The Nullabor lives up to it's name on the
east side of the state border but literally
as soon as you enter WA, there are trees
again - stunted often, but trees
nonetheless.

The Great Western Woodland is starting to be
talked about on brochures and tourist information
sites (and probably lots of other places)
but it hadn't entered my consciousness. This
woodland has lovely graceful trees with park
like open country between, sandy at this
time of year but covered with wildflowers
and heaths after the rains. It stretches for
an incredible distance, further than across
Western Europe; and like the tropical
rainforest has many, many different species
of plants and animals, insects and
birds, many not yet named by Europeans. At
the edges of the wheatbelt in WA where large
tracts have been cleared for cereal
cropping, I wonder what we have destroyed.
West
Australians often refer to themselves and "
the rest of Australia" as if we are
completely separate. When I think about how
the media report events in both places, I
can understand their sense of being ignored
by the eastern states. Who remembers the
bushfires of 3 years ago which burnt
millions and millions of hectares of the
woodland? Norseman was completely cut off
for 6 weeks and I wonder if it even
was reported in the east. You certainly
can't miss the size of the fire's impact
when you drive through it.

Likewise, I suspect I have an Easterners
understanding of the mineral wealth of WA.

We visited Kalgoorlie and enjoyed three days
of walking, talking, visiting museums and
mines and even a brothel. Kalgoorlie is a "
family " town, which tries to minimise the
effects of "FIFO" mining, by requiring all
miners in the Superpit to live in town, it
has good schools and facilities and the
mines have poured back money into sports
fields, gardens, parks etc.

Listed records
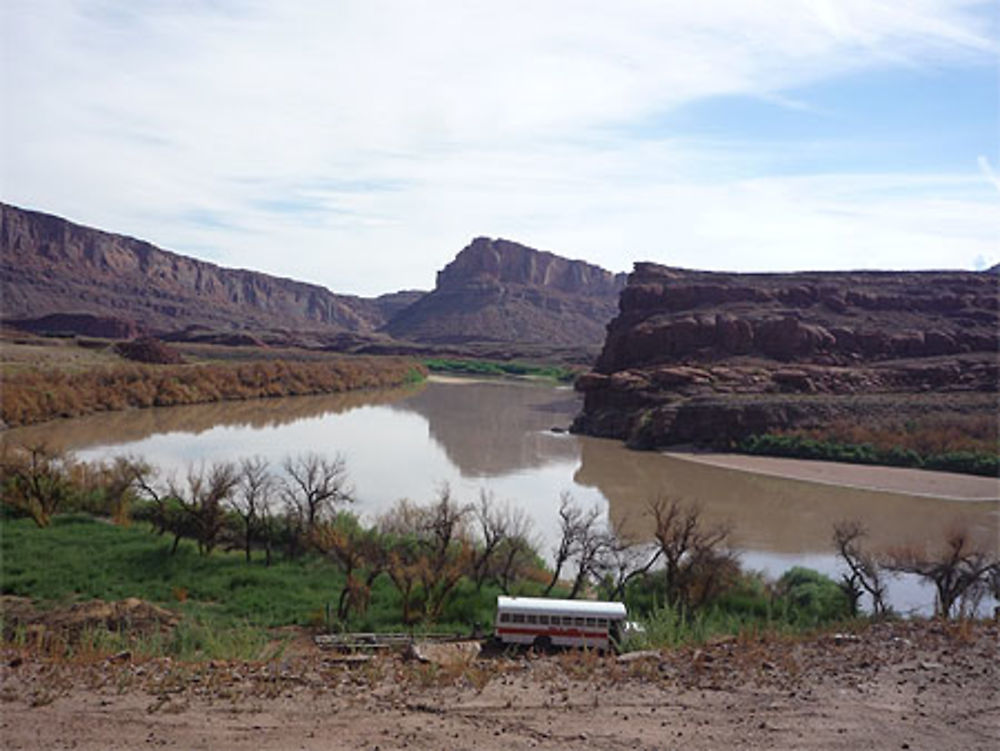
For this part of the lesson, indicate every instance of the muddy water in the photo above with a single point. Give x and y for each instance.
(494, 436)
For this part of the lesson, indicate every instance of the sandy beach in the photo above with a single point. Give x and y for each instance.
(921, 482)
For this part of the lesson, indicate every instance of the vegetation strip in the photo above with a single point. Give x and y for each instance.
(500, 368)
(239, 549)
(35, 396)
(799, 446)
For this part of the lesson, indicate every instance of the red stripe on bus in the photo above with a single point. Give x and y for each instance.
(549, 632)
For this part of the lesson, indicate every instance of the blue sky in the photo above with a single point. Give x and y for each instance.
(360, 145)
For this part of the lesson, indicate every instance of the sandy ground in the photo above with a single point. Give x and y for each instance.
(913, 481)
(891, 686)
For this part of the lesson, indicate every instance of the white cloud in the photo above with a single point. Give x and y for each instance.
(361, 144)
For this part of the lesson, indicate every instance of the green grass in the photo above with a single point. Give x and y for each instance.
(802, 447)
(496, 368)
(80, 558)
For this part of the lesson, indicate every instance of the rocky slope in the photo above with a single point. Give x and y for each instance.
(50, 265)
(496, 298)
(500, 291)
(710, 358)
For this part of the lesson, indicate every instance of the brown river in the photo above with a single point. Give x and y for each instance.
(496, 436)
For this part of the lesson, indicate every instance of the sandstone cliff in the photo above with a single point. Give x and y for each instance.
(51, 266)
(496, 299)
(710, 358)
(500, 291)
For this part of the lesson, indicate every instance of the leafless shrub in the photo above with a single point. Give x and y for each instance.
(313, 487)
(429, 552)
(698, 561)
(250, 501)
(864, 574)
(623, 560)
(358, 552)
(202, 499)
(577, 528)
(962, 573)
(35, 481)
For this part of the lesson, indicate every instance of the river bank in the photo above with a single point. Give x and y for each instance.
(910, 684)
(918, 482)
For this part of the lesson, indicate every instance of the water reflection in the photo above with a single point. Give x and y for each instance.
(492, 428)
(771, 513)
(494, 436)
(134, 425)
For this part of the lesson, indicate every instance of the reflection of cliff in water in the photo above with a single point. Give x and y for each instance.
(773, 513)
(134, 425)
(495, 428)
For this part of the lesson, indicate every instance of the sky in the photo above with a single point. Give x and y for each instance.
(361, 145)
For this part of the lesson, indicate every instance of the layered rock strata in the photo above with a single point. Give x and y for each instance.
(700, 357)
(500, 291)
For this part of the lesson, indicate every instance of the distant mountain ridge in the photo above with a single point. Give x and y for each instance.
(498, 290)
(54, 273)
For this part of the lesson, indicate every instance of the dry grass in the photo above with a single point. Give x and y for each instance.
(928, 436)
(35, 395)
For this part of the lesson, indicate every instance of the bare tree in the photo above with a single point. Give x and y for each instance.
(698, 561)
(202, 498)
(961, 573)
(119, 483)
(575, 525)
(594, 543)
(251, 498)
(314, 486)
(497, 550)
(864, 570)
(517, 553)
(624, 560)
(429, 552)
(36, 482)
(358, 552)
(144, 478)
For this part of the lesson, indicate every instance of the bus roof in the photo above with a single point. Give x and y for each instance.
(600, 609)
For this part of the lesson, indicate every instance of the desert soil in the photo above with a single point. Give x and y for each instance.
(913, 481)
(905, 685)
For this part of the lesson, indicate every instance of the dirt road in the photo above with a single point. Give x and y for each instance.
(898, 686)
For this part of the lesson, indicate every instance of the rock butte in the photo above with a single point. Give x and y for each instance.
(702, 357)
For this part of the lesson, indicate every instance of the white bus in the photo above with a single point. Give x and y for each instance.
(542, 622)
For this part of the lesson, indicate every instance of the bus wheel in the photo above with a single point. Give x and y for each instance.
(542, 644)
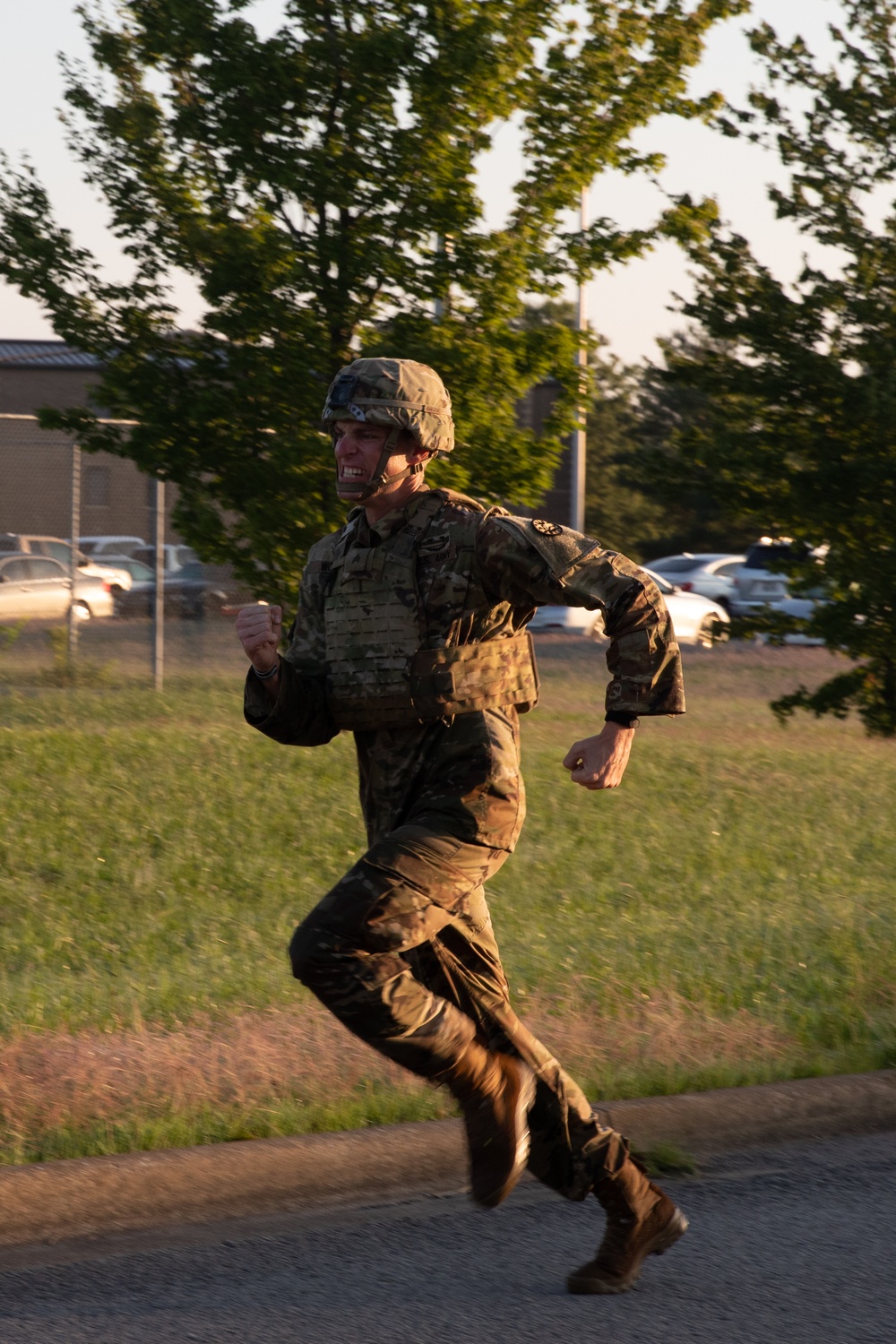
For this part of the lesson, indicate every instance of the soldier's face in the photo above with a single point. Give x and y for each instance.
(358, 452)
(358, 456)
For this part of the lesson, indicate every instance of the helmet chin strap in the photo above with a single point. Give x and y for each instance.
(362, 491)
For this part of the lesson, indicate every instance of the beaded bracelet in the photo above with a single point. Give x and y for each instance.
(266, 676)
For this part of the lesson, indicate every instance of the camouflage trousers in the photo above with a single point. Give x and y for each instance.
(403, 953)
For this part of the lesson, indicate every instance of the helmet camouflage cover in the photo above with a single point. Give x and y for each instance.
(398, 392)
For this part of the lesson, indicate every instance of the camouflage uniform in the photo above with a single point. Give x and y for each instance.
(402, 949)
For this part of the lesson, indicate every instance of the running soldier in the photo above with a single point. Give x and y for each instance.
(411, 634)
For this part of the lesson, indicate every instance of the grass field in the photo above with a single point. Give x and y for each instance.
(724, 917)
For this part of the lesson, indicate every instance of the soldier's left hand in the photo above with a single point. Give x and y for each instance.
(600, 761)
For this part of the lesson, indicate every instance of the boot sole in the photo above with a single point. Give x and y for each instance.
(493, 1196)
(673, 1231)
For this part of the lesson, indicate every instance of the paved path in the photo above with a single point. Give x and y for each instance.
(788, 1245)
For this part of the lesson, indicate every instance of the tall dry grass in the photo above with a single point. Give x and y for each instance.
(255, 1062)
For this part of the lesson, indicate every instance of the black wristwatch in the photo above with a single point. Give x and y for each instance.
(626, 720)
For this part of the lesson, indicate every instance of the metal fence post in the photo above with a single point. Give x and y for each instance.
(73, 562)
(576, 464)
(159, 615)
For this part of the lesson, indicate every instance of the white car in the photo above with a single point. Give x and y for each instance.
(102, 547)
(34, 588)
(56, 548)
(696, 620)
(708, 573)
(174, 556)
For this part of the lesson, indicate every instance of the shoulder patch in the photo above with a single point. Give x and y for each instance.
(559, 547)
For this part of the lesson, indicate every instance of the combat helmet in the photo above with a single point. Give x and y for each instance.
(398, 392)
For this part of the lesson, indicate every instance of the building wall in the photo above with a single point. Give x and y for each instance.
(35, 465)
(23, 390)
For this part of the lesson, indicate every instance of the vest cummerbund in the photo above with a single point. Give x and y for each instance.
(381, 671)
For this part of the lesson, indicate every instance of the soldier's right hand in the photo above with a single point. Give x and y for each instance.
(260, 629)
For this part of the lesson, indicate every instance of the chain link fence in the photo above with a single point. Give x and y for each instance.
(129, 601)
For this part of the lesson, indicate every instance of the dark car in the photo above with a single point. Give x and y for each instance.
(190, 593)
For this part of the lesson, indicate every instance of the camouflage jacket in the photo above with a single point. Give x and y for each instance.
(470, 765)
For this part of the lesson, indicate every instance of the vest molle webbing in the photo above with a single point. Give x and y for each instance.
(379, 671)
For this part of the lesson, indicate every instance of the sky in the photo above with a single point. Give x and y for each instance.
(630, 306)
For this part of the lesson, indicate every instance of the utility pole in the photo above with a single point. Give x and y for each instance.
(73, 561)
(159, 604)
(576, 465)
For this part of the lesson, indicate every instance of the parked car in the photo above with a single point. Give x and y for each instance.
(696, 620)
(761, 581)
(56, 548)
(104, 547)
(34, 588)
(175, 556)
(190, 593)
(708, 573)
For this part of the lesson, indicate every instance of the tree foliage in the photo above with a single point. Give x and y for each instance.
(306, 180)
(799, 381)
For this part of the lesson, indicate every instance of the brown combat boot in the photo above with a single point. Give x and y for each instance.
(495, 1093)
(641, 1220)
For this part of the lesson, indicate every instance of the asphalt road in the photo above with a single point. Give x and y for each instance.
(786, 1245)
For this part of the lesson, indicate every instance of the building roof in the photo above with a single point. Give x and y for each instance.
(43, 354)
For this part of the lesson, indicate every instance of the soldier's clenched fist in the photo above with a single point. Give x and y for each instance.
(260, 629)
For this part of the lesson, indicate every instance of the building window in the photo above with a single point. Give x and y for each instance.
(96, 486)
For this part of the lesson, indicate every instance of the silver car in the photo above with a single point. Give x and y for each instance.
(696, 620)
(34, 588)
(708, 573)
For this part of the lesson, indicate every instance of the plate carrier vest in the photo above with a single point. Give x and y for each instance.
(381, 671)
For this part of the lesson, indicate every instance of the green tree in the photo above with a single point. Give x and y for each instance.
(799, 379)
(306, 180)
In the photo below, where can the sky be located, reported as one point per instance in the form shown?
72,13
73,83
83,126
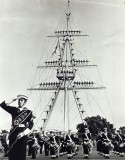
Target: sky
24,26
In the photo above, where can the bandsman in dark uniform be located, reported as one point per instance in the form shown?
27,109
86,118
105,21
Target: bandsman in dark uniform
114,140
40,142
106,143
46,144
22,123
87,143
99,143
120,138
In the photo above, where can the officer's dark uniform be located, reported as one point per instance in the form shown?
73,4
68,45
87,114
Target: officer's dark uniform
106,138
99,143
18,151
86,137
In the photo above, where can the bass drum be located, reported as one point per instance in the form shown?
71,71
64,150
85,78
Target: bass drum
2,152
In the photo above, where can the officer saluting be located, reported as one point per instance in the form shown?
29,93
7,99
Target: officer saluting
22,123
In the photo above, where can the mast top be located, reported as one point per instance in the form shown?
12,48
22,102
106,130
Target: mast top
68,2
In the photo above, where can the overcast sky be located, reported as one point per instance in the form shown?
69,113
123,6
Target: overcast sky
23,27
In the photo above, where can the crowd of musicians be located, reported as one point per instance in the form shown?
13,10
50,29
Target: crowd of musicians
57,144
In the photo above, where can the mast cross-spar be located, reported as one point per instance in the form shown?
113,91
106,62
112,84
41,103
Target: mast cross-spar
66,67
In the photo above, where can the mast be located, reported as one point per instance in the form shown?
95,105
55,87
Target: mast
66,67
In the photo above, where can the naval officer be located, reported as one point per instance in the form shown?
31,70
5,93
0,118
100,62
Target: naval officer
22,123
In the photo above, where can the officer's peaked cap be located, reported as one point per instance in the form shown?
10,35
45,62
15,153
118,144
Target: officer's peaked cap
22,97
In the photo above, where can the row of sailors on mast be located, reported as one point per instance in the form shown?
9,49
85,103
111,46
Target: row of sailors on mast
114,142
68,32
85,83
74,61
57,144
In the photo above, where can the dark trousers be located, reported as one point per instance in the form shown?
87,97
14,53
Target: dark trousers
85,149
18,151
46,148
41,146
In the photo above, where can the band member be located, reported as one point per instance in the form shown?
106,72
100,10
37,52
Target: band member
99,143
53,146
35,147
46,144
5,142
40,142
87,144
22,123
114,140
120,138
107,145
69,146
62,144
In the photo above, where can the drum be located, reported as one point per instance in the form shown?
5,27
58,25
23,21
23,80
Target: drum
2,152
121,145
110,146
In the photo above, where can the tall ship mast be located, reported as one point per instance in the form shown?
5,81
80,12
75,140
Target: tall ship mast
66,67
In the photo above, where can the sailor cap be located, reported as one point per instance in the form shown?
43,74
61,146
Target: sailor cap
22,97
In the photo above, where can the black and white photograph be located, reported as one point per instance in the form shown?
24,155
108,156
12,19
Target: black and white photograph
62,79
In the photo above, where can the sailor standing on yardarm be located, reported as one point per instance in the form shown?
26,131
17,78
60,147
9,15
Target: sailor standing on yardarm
22,123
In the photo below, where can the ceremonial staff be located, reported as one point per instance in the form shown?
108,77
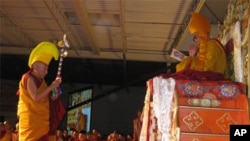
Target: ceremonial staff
63,44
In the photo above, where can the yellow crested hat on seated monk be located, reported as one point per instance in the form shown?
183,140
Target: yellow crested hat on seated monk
199,24
43,52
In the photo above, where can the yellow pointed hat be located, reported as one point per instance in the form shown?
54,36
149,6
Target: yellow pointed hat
43,52
199,24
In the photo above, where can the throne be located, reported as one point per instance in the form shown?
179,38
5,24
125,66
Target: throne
183,109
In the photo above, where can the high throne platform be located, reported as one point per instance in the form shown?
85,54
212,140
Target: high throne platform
180,108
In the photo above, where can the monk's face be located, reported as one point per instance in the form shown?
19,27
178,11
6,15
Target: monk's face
196,38
41,69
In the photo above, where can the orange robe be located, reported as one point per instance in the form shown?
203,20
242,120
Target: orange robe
33,115
211,57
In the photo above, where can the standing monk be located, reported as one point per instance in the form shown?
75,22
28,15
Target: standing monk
211,55
34,94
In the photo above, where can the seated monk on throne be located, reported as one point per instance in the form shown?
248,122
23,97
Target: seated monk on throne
210,56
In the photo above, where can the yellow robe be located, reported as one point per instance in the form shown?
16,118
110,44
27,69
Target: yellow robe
33,116
213,59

Tasks and exercises
1 – Answer these questions about the Western Australia text:
(a) How long was Norseman cut off?
(b) How many days were spent in Kalgoorlie?
(c) Where must miners in the Superpit live?
2 – Can you find every line in the listing that contains the word "peaked" and copy each one?
The text and the listing are unrelated material.

Responses to the exercise
1 –
(a) 6 weeks
(b) Three days
(c) In town

2 –
In the photo above, where can the officer's peaked cap be located, reported as one point per instance in the form shown?
Target: officer's peaked cap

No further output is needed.